-- begin Records --

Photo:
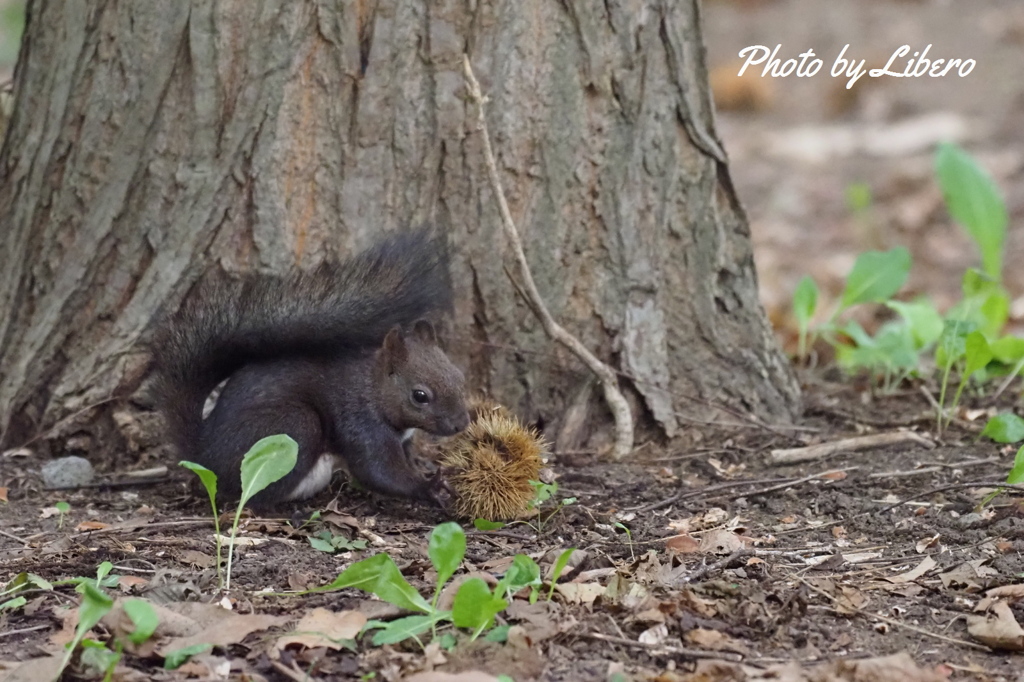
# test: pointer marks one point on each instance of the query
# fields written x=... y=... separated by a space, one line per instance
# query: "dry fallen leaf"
x=86 y=526
x=970 y=576
x=655 y=635
x=213 y=625
x=128 y=583
x=926 y=564
x=897 y=668
x=997 y=628
x=682 y=544
x=927 y=543
x=436 y=676
x=323 y=628
x=721 y=542
x=1013 y=593
x=577 y=593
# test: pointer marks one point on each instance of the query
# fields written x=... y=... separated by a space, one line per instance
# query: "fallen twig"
x=816 y=452
x=697 y=574
x=888 y=621
x=609 y=382
x=952 y=486
x=663 y=648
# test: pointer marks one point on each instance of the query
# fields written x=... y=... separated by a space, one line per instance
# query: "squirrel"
x=342 y=358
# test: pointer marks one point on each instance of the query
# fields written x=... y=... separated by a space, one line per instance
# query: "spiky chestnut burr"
x=489 y=465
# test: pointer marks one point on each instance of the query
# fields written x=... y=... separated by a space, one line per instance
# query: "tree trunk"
x=151 y=141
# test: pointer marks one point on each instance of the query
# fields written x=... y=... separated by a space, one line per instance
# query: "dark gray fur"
x=330 y=356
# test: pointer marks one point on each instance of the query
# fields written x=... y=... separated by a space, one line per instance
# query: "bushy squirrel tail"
x=337 y=306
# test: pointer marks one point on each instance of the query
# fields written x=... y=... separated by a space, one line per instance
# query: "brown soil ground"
x=808 y=562
x=804 y=562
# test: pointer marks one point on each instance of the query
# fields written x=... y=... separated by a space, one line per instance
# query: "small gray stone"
x=68 y=472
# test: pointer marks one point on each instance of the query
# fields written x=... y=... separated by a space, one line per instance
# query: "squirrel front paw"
x=439 y=492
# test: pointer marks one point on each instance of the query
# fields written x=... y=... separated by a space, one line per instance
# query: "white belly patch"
x=317 y=478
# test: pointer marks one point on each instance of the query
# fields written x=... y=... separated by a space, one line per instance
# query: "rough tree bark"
x=152 y=140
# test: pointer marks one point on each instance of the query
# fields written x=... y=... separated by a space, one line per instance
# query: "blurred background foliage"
x=11 y=26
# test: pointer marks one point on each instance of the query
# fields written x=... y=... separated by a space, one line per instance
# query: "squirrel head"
x=420 y=387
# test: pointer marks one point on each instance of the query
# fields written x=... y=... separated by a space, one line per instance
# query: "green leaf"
x=858 y=197
x=379 y=576
x=805 y=301
x=94 y=606
x=975 y=202
x=175 y=658
x=1007 y=427
x=102 y=570
x=1017 y=473
x=522 y=572
x=923 y=321
x=474 y=607
x=143 y=616
x=543 y=492
x=448 y=641
x=40 y=583
x=411 y=626
x=268 y=461
x=994 y=311
x=322 y=545
x=560 y=564
x=877 y=275
x=977 y=351
x=499 y=635
x=484 y=524
x=207 y=477
x=952 y=342
x=446 y=549
x=96 y=656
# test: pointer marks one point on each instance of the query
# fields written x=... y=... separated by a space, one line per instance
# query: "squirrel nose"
x=460 y=423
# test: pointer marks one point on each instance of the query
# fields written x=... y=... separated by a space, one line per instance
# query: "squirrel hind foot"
x=315 y=479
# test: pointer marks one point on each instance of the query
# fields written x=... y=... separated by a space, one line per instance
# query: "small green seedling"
x=97 y=656
x=473 y=607
x=1017 y=472
x=209 y=480
x=94 y=606
x=62 y=509
x=20 y=583
x=629 y=539
x=543 y=493
x=327 y=542
x=556 y=572
x=268 y=461
x=178 y=657
x=975 y=202
x=1006 y=427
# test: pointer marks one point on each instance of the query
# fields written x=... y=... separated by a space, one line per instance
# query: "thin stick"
x=13 y=537
x=883 y=619
x=663 y=648
x=952 y=486
x=795 y=455
x=11 y=633
x=616 y=401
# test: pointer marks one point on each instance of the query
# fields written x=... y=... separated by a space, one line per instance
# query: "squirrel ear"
x=425 y=331
x=394 y=351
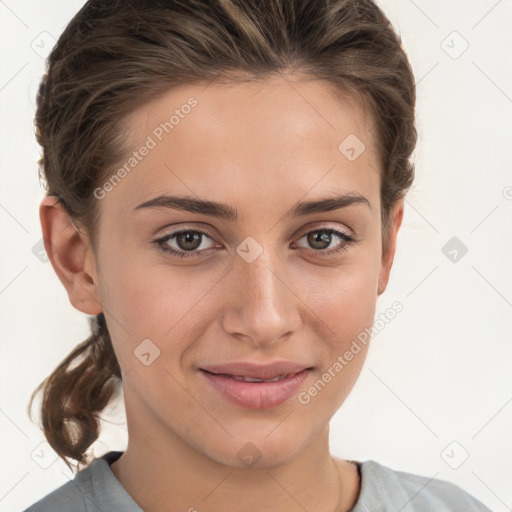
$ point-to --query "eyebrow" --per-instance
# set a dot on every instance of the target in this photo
(225, 211)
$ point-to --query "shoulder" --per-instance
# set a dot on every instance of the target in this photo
(70, 496)
(93, 489)
(383, 488)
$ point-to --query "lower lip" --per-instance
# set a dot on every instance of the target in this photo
(257, 395)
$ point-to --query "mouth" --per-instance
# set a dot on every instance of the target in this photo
(255, 386)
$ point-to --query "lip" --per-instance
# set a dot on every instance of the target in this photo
(257, 395)
(257, 371)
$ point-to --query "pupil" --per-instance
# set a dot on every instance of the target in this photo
(320, 239)
(189, 241)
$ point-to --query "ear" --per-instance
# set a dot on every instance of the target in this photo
(388, 254)
(71, 256)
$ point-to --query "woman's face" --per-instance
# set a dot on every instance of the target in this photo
(262, 284)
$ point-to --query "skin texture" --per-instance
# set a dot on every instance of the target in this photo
(259, 147)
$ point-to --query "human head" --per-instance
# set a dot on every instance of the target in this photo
(101, 70)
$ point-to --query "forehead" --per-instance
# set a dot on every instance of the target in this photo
(278, 134)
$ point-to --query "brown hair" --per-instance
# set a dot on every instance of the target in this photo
(115, 55)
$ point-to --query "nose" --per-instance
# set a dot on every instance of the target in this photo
(263, 307)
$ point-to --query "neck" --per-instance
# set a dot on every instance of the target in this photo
(161, 469)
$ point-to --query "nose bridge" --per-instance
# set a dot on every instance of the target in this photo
(262, 307)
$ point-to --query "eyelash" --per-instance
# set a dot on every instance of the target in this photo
(160, 243)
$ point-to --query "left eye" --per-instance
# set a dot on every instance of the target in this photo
(320, 239)
(185, 242)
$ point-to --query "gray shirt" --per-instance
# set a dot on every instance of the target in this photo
(96, 489)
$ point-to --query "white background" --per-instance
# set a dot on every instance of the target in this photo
(436, 386)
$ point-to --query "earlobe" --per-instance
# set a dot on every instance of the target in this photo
(71, 256)
(388, 253)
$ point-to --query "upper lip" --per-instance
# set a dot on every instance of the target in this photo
(257, 371)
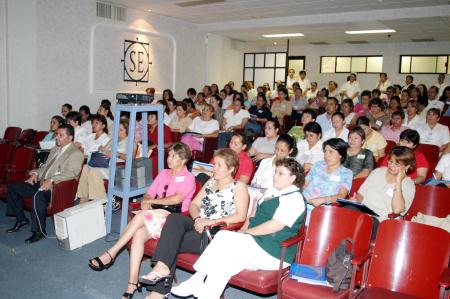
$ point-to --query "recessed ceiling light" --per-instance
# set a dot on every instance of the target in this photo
(370, 31)
(283, 35)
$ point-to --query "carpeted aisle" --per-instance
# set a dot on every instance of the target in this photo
(43, 270)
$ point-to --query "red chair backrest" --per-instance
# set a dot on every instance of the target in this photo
(356, 184)
(430, 200)
(12, 133)
(327, 227)
(409, 258)
(39, 136)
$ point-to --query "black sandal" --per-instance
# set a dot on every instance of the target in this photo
(159, 278)
(100, 266)
(130, 295)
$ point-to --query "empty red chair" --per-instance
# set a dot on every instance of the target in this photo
(328, 226)
(430, 200)
(11, 134)
(409, 260)
(39, 136)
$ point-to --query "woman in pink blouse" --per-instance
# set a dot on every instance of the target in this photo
(171, 187)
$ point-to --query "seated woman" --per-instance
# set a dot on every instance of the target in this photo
(91, 185)
(389, 189)
(259, 115)
(339, 129)
(171, 187)
(55, 122)
(328, 180)
(181, 121)
(264, 147)
(278, 216)
(308, 116)
(375, 142)
(283, 106)
(310, 149)
(235, 118)
(411, 138)
(359, 160)
(392, 132)
(221, 199)
(284, 148)
(376, 114)
(98, 138)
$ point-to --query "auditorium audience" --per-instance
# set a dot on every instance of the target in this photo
(167, 189)
(284, 147)
(388, 189)
(411, 139)
(310, 149)
(221, 199)
(278, 216)
(359, 160)
(264, 147)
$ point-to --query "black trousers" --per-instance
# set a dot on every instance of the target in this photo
(16, 192)
(177, 236)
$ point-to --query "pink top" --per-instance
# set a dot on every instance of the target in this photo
(165, 182)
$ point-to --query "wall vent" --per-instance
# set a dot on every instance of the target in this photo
(357, 42)
(108, 11)
(421, 40)
(198, 2)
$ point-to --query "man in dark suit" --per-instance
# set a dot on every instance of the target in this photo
(64, 163)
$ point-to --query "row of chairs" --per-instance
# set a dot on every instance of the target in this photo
(408, 260)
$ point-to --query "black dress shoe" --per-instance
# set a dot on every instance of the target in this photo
(35, 237)
(18, 226)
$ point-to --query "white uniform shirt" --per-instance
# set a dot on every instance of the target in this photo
(235, 119)
(306, 155)
(439, 135)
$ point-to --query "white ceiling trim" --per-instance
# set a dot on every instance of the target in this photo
(359, 16)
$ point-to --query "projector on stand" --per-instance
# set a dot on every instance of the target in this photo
(134, 98)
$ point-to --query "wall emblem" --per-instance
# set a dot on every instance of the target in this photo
(136, 61)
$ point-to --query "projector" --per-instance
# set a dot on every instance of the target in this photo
(134, 98)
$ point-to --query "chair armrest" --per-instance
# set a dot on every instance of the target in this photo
(293, 240)
(445, 279)
(361, 259)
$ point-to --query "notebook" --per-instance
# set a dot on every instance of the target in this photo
(309, 274)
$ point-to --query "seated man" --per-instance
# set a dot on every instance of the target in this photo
(63, 163)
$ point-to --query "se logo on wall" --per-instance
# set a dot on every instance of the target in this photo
(136, 61)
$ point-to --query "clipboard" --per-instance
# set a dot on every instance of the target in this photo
(360, 206)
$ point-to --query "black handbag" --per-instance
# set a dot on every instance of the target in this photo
(98, 159)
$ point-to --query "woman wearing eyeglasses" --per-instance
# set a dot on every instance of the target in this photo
(172, 186)
(278, 216)
(389, 189)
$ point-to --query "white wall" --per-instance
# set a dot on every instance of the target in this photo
(391, 58)
(225, 59)
(59, 51)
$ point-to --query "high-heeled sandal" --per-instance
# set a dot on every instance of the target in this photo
(130, 295)
(100, 265)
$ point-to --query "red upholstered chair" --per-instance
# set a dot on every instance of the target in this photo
(22, 162)
(39, 136)
(63, 195)
(430, 200)
(328, 226)
(410, 260)
(356, 184)
(6, 154)
(11, 134)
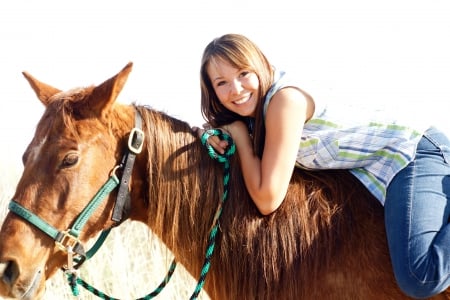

-- end Records --

Task to carry out ::
Edit everything from the start of the rows down to the line containing "x=577 y=593", changing "dry fallen leaf" to "brown fallen leaf" and keeping all else the same. Leave the pictures out of your answer.

Task answer ::
Photo:
# test: pointer marks one point on each instance of the query
# fields written x=... y=... separated by a space, one line per instance
# query: "brown fallen leaf"
x=86 y=526
x=970 y=576
x=655 y=635
x=213 y=625
x=128 y=583
x=926 y=564
x=897 y=668
x=997 y=628
x=682 y=544
x=927 y=543
x=436 y=676
x=323 y=628
x=721 y=542
x=1013 y=593
x=577 y=593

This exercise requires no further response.